● Exercise requirements: Update the items below so that every "large green banana leaf" reads "broad banana leaf", keeping everything else unchanged.

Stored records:
-- Start --
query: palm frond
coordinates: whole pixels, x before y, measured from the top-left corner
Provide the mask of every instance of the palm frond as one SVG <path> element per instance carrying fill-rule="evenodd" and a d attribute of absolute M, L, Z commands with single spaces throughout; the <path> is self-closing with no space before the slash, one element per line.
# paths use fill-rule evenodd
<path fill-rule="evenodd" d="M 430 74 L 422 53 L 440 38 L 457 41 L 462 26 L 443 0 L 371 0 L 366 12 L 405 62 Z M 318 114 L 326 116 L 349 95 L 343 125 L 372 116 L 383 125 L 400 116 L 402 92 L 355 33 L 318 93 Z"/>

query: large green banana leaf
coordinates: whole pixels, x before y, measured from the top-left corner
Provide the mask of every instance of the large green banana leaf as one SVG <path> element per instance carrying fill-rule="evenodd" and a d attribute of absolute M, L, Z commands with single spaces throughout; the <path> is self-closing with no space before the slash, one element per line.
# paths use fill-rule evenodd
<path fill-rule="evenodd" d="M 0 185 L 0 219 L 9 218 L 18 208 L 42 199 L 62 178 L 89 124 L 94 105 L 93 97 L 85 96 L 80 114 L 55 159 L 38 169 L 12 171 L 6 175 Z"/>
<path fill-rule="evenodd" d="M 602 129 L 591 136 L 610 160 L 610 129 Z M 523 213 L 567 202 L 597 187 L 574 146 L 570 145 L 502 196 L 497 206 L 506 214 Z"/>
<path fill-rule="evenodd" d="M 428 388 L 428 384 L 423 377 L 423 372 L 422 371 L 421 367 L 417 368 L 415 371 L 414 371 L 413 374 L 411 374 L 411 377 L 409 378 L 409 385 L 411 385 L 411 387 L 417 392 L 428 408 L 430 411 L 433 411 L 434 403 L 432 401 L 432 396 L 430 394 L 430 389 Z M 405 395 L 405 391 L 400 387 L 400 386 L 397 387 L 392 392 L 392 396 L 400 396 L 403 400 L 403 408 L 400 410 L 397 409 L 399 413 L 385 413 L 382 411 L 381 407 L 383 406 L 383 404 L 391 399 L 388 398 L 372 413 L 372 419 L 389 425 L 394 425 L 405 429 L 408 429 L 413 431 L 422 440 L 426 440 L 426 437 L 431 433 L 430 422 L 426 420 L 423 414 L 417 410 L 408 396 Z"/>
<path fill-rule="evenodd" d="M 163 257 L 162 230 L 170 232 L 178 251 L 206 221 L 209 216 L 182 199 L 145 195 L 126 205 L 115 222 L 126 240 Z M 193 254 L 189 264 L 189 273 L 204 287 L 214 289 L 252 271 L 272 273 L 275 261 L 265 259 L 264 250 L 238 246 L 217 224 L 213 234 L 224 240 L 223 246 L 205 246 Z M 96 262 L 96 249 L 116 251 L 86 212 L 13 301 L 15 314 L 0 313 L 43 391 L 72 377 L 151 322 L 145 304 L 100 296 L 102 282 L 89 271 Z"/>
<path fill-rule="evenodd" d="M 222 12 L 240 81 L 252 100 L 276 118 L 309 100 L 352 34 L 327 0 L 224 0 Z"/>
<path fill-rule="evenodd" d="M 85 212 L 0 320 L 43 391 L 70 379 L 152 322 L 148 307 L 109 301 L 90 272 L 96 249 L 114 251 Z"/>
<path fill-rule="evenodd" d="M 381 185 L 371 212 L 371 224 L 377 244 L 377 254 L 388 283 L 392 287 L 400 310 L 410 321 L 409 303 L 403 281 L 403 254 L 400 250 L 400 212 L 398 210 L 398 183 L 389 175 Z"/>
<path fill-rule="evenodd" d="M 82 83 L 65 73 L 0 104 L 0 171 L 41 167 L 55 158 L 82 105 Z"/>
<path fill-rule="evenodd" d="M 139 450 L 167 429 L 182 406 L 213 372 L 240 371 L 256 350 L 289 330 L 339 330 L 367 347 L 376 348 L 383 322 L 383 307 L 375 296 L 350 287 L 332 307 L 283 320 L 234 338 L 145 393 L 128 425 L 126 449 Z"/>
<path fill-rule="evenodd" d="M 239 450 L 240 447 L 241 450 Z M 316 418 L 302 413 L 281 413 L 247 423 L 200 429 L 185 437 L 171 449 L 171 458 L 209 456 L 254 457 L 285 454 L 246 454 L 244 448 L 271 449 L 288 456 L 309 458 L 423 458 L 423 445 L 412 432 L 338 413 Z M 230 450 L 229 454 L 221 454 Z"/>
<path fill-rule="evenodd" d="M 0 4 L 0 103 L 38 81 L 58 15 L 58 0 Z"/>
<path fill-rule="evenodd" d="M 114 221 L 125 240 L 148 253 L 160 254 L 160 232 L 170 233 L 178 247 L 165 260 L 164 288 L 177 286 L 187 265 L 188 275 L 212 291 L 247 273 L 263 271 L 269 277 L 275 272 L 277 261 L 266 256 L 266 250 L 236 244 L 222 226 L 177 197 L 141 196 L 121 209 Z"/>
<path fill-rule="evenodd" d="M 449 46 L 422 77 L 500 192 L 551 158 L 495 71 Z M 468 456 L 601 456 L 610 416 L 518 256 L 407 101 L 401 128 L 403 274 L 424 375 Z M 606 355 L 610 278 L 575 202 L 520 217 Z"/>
-- End --
● Reply to the task:
query: palm frond
coordinates: whole pixels, x before y, measured from the top-left corner
Provide the mask of every instance of the palm frond as one SVG <path> element per instance carrying fill-rule="evenodd" and a d attribute of absolute M, L, Z commands with single spaces throughout; the <path> is self-closing with no space before the slash, one element per line.
# paths use fill-rule evenodd
<path fill-rule="evenodd" d="M 430 74 L 422 53 L 440 38 L 457 41 L 462 26 L 443 0 L 371 0 L 366 12 L 405 62 Z M 318 114 L 326 116 L 349 95 L 343 125 L 372 116 L 383 125 L 400 116 L 402 92 L 355 33 L 318 93 Z"/>

query: broad banana leaf
coordinates: whole pixels, x before y, measured from the top-left corner
Provide the mask of every instance of the broad banana leaf as one SVG <path> element per instance carrying fill-rule="evenodd" and a d attribute of absolute M, L, Z commands with single spaces throughout; the <path> is self-closing with no space before the slash, one element per line.
# paths use fill-rule evenodd
<path fill-rule="evenodd" d="M 0 185 L 0 219 L 9 218 L 18 208 L 42 199 L 62 178 L 89 124 L 94 105 L 93 97 L 85 96 L 80 114 L 55 159 L 38 169 L 12 171 L 6 175 Z"/>
<path fill-rule="evenodd" d="M 602 129 L 591 136 L 610 160 L 610 129 Z M 523 213 L 567 202 L 597 187 L 574 146 L 570 145 L 502 196 L 497 206 L 506 214 Z"/>
<path fill-rule="evenodd" d="M 428 388 L 428 384 L 423 377 L 423 372 L 422 371 L 421 367 L 417 368 L 415 371 L 414 371 L 413 374 L 411 374 L 411 377 L 409 378 L 409 385 L 411 385 L 411 387 L 417 392 L 428 408 L 430 411 L 433 411 L 434 403 L 432 401 L 432 396 L 430 394 L 430 389 Z M 405 395 L 405 391 L 400 387 L 400 386 L 397 387 L 392 392 L 392 396 L 400 396 L 403 400 L 403 408 L 400 410 L 397 409 L 399 413 L 385 413 L 382 411 L 381 407 L 383 406 L 383 404 L 391 399 L 388 398 L 372 413 L 372 419 L 389 425 L 394 425 L 405 429 L 408 429 L 413 431 L 422 440 L 426 440 L 426 437 L 431 433 L 430 422 L 426 420 L 423 414 L 417 410 L 408 396 Z"/>
<path fill-rule="evenodd" d="M 163 257 L 162 230 L 170 232 L 178 251 L 206 221 L 209 216 L 182 199 L 145 195 L 126 205 L 115 222 L 126 240 Z M 193 254 L 189 264 L 189 273 L 204 287 L 214 289 L 252 271 L 272 273 L 275 261 L 265 259 L 264 250 L 238 246 L 217 224 L 213 234 L 224 240 L 223 246 L 205 246 Z M 96 262 L 96 249 L 116 251 L 86 212 L 13 301 L 15 314 L 0 313 L 43 391 L 72 377 L 151 322 L 145 304 L 100 296 L 102 282 L 89 271 Z"/>
<path fill-rule="evenodd" d="M 222 12 L 240 81 L 252 100 L 276 118 L 309 100 L 352 34 L 327 0 L 224 0 Z"/>
<path fill-rule="evenodd" d="M 85 212 L 0 320 L 43 391 L 70 379 L 152 322 L 148 307 L 109 301 L 90 272 L 96 249 L 114 251 Z"/>
<path fill-rule="evenodd" d="M 381 185 L 371 212 L 371 224 L 377 244 L 377 254 L 388 283 L 392 287 L 400 310 L 410 321 L 409 303 L 403 281 L 403 254 L 400 250 L 400 212 L 398 210 L 398 183 L 389 175 Z"/>
<path fill-rule="evenodd" d="M 82 83 L 65 73 L 0 104 L 0 171 L 41 167 L 55 158 L 82 105 Z"/>
<path fill-rule="evenodd" d="M 139 450 L 167 429 L 182 406 L 213 372 L 240 371 L 256 350 L 289 330 L 339 330 L 367 347 L 376 348 L 383 322 L 383 307 L 375 296 L 350 287 L 332 307 L 283 320 L 234 338 L 145 393 L 128 425 L 126 449 Z"/>
<path fill-rule="evenodd" d="M 239 450 L 240 447 L 241 450 Z M 316 418 L 302 413 L 281 413 L 247 423 L 200 429 L 185 437 L 171 449 L 171 458 L 209 456 L 254 457 L 285 454 L 246 454 L 244 448 L 271 449 L 288 456 L 309 458 L 423 458 L 423 445 L 412 432 L 338 413 Z M 230 450 L 229 454 L 221 454 Z"/>
<path fill-rule="evenodd" d="M 0 4 L 0 103 L 38 81 L 58 15 L 58 0 Z"/>
<path fill-rule="evenodd" d="M 114 221 L 125 240 L 148 253 L 160 254 L 160 232 L 170 233 L 178 247 L 165 260 L 164 288 L 177 286 L 187 265 L 188 275 L 212 291 L 247 273 L 263 271 L 269 277 L 275 272 L 277 261 L 266 256 L 266 250 L 236 244 L 222 226 L 177 197 L 141 196 L 121 209 Z"/>
<path fill-rule="evenodd" d="M 449 46 L 422 77 L 500 192 L 551 158 L 495 71 Z M 468 456 L 601 456 L 610 416 L 518 256 L 407 101 L 401 128 L 403 274 L 424 375 Z M 606 355 L 610 278 L 575 202 L 520 217 Z"/>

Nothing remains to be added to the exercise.